L’accessibilité du métro de Sofia source de discordes
En mai dernier, la capitale du pays le plus pauvre de l’Union européenne, la Bulgarie, recevait un trophée du Conseil de l’Europe pour son métro “100 % accessible à tous”. De quoi faire rêver. Sauf que, sur place, les militants des droits des personnes handicapées crient au scandale.
Un après-midi d’août dans le centre de Sofia, Bulgarie. Peter Kichashki, 26 ans, dirige son fauteuil électrique dans l’ascenseur qui descend du boulevard aux entrailles de la station de métro Serdika, une des plus fréquentées de la capitale. Une fois son ticket acheté, il passe sans encombre le large portique spécialement conçu pour les poussettes et fauteuils roulants. Puis il emprunte un autre ascenseur qui l’amène sur un quai spacieux et lumineux. Mais une fois le métro arrivé, impossible d’y monter. « Le sol du train est beaucoup trop haut et trop éloigné du quai, soupire-t-il. Ici, les personnes en fauteuil roulant peuvent descendre jusqu’aux quais mais pas entrer dans les rames. »
Un métro distingué par un Trophée de l’accessibilité
Pourtant, le 19 mai dernier, à Paris, le Conseil de l’Europe a distingué le métro de Sofia pour son « accessibilité par tous les citoyens et usagers sans aucune distinction ou discrimination ». La Municipalité, dont dépend le réseau de transport, a ainsi reçu le Trophée de l’organisation intergouvernementale de défense des droits de l’Homme lors de la remise des Trophées de l’accessibilité organisé par l’association Accès pour tous.
« À partir de 2012, nous avons ajouté des ascenseurs dans les sept stations historiques du métro, qui dataient de la fin des années 1990. Par ailleurs, les 27 nouveaux arrêts construits depuis 2003 en sont équipés, ainsi que d’autres types d’installations facilitant l’accessibilité : plates-formes, tapis roulants, escalators, bandes tactiles pour les personnes malvoyantes », égrène Albena Atanasova, adjointe au maire en charge des activités sociales et de l’inclusion des personnes en situation de handicap et du projet de mise aux normes accessibilité, à qui a été remis le trophée.
Un exemple à suivre selon l’association française Accès pour tous
Pour Xavier Gallin, président d’Accès pour tous, l’association française à l’origine des Trophées de l’accessibilité, le métro de Sofia est ainsi un exemple à suivre pour les autres pays européens : « Aujourd’hui, très peu de réseaux sont entièrement accessibles à tous les arrêts et sur toutes les lignes. Cela montre que rien n’est impossible, notamment en ce qui concerne l’aménagement des stations anciennes qui sont souvent au cœur du problème en termes d’accessibilité, comme à Paris par exemple. »

## Consigne 1
Expliquez, d'après l'article sur le métro de Sofia, pourquoi Peter Kichashki ne peut pas monter dans le métro une fois arrivé sur le quai de la station Serdika.
## Consigne 2
Reprenez le passage de l'article sur le métro de Sofia qui commence par "Un métro distingué" et se poursuit jusqu'à "Accès pour tous.", en changeant "distingué" en "récompensé".

## Données extraites
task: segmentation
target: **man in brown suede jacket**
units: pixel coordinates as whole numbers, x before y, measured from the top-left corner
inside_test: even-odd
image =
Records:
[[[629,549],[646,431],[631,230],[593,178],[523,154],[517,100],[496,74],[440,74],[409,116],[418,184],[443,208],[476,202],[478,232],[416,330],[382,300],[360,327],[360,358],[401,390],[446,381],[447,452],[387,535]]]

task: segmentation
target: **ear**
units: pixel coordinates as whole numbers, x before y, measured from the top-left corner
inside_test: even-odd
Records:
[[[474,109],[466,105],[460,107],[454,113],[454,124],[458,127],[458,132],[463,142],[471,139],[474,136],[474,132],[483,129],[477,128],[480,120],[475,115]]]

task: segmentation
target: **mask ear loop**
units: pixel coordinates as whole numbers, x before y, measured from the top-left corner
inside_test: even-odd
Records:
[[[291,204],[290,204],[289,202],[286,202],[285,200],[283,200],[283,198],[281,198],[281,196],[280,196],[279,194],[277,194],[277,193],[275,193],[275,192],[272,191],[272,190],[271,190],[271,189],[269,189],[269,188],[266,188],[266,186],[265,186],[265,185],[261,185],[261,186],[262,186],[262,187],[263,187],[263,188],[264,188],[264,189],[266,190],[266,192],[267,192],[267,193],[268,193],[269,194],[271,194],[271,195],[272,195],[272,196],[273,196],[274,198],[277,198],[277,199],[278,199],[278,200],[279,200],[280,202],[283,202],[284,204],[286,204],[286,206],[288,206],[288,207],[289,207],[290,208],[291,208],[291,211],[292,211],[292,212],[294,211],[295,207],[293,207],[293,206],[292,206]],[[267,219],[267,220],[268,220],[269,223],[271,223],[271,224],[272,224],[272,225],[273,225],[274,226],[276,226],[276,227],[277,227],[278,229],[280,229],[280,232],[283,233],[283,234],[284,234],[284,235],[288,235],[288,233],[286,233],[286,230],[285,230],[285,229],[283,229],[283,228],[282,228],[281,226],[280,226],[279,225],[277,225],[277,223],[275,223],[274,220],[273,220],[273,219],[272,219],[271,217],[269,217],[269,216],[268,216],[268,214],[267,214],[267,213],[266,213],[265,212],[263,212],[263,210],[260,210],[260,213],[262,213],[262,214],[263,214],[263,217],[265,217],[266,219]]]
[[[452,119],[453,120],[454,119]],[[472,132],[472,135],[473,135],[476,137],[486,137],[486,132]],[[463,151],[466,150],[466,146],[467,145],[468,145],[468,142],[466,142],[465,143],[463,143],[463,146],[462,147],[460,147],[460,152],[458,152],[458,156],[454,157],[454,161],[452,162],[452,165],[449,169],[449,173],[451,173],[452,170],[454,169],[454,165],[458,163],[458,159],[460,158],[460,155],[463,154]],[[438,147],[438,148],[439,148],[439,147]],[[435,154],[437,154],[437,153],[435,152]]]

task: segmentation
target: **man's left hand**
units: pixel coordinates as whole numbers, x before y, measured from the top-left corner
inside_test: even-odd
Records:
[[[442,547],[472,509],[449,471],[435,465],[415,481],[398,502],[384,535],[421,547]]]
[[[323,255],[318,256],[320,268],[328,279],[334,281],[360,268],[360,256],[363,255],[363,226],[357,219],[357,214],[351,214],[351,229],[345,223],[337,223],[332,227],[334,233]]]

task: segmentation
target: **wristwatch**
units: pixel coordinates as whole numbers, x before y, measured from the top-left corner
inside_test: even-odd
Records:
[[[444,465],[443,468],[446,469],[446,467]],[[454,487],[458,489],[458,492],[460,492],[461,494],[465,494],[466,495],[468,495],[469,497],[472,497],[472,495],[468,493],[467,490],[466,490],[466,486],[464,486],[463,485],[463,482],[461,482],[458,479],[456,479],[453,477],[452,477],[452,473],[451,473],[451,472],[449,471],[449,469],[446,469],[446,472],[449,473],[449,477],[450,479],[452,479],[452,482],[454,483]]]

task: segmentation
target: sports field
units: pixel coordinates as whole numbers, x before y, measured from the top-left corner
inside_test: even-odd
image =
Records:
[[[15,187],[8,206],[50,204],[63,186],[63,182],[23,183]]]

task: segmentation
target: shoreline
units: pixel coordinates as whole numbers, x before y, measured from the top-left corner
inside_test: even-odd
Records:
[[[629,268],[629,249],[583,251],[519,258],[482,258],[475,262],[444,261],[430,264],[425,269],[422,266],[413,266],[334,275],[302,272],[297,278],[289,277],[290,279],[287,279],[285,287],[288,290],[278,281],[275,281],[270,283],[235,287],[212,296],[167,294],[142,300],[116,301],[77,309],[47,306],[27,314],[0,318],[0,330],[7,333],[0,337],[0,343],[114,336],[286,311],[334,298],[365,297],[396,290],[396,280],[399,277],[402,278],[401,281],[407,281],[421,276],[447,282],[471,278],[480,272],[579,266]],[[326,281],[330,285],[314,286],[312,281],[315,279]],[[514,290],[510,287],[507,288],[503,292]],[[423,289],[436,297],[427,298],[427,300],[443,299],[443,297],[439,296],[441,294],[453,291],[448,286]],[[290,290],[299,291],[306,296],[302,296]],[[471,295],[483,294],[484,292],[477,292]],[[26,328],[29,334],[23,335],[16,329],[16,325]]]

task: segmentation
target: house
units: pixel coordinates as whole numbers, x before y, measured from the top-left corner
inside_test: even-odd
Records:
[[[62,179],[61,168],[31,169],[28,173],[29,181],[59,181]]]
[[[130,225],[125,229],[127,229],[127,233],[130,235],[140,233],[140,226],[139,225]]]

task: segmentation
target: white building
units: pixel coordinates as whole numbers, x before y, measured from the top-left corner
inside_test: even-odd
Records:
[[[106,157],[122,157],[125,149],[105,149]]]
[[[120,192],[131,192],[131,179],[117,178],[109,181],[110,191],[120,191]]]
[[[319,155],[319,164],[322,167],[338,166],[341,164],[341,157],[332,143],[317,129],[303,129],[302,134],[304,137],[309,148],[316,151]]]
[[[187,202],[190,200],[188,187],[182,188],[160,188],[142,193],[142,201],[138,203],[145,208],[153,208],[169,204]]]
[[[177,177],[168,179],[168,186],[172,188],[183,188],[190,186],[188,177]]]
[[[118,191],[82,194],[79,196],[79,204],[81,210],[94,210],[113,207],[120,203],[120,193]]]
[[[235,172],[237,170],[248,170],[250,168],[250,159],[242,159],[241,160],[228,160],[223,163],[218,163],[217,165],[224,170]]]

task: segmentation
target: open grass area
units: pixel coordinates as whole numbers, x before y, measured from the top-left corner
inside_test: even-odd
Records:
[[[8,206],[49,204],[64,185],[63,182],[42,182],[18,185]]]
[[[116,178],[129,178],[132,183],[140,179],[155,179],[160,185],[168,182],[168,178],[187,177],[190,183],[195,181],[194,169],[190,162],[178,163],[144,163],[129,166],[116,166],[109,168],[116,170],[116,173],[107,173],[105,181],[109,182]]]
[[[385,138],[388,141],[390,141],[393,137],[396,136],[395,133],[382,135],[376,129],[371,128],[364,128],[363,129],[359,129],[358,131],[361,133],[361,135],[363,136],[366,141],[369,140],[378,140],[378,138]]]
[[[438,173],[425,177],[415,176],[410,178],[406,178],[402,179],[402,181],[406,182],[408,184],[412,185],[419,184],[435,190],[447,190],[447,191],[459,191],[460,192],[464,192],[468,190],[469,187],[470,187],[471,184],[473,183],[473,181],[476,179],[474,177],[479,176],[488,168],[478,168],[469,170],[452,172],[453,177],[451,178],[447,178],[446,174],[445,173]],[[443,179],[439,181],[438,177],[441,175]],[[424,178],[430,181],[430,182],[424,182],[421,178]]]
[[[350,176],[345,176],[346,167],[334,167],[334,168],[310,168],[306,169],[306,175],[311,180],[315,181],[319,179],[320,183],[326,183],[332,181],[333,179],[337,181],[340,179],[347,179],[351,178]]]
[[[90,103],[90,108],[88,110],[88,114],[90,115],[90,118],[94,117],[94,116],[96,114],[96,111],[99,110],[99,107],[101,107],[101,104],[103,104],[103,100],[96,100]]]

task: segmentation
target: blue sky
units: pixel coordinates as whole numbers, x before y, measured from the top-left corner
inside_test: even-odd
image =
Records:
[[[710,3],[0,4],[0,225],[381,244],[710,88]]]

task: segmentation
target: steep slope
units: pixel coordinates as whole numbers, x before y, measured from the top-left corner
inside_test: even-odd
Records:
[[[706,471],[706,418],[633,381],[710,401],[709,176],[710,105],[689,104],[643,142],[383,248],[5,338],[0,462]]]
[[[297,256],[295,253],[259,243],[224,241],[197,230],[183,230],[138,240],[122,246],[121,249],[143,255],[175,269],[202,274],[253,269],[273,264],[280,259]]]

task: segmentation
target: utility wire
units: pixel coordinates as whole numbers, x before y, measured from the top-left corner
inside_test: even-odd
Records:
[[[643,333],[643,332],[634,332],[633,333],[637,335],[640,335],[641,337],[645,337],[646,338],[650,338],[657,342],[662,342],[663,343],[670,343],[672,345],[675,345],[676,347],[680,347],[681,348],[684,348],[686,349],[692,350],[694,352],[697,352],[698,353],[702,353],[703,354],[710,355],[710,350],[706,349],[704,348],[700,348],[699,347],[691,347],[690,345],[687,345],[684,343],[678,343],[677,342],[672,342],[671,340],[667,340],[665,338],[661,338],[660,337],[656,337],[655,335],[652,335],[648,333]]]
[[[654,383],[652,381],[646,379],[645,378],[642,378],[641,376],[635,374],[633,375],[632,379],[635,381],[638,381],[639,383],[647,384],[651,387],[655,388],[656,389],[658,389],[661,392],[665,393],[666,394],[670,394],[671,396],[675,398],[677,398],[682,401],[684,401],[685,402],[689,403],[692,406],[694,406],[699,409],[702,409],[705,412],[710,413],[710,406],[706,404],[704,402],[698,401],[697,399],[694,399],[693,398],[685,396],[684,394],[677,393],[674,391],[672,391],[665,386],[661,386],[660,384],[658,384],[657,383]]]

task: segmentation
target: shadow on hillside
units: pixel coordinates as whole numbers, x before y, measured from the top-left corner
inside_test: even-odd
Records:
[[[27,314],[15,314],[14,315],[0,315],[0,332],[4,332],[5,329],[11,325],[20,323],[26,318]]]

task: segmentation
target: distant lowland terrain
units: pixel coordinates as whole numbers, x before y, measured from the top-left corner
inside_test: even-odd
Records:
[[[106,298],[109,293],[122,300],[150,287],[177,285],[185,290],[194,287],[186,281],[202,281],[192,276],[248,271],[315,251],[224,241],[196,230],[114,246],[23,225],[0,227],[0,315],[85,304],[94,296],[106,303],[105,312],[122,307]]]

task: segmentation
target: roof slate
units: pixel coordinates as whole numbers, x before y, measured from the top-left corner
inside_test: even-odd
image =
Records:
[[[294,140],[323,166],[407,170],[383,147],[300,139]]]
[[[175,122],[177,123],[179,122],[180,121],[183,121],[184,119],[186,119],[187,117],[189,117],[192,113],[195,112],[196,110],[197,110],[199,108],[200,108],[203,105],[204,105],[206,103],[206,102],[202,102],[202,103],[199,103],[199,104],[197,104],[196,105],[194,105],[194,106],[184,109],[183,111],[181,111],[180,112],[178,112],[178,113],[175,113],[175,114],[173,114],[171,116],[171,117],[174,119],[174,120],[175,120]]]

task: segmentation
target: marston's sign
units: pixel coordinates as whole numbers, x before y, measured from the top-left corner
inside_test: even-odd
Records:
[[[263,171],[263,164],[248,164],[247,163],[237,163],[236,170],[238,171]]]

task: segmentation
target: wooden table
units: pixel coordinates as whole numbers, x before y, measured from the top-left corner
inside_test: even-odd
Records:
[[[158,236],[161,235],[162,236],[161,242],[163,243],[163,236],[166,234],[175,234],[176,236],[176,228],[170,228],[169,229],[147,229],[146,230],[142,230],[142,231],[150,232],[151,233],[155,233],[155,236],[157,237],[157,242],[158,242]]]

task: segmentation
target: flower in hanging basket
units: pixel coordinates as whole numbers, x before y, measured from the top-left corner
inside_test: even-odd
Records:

## Résultat 1
Le sol du train est beaucoup trop haut et trop éloigné du quai. Les personnes en fauteuil roulant peuvent donc descendre jusqu'aux quais, mais pas entrer dans les rames.

## Résultat 2
Un métro récompensé par un Trophée de l’accessibilité
Pourtant, le 19 mai dernier, à Paris, le Conseil de l’Europe a récompensé le métro de Sofia pour son « accessibilité par tous les citoyens et usagers sans aucune distinction ou discrimination ». La Municipalité, dont dépend le réseau de transport, a ainsi reçu le Trophée de l’organisation intergouvernementale de défense des droits de l’Homme lors de la remise des Trophées de l’accessibilité organisé par l’association Accès pour tous.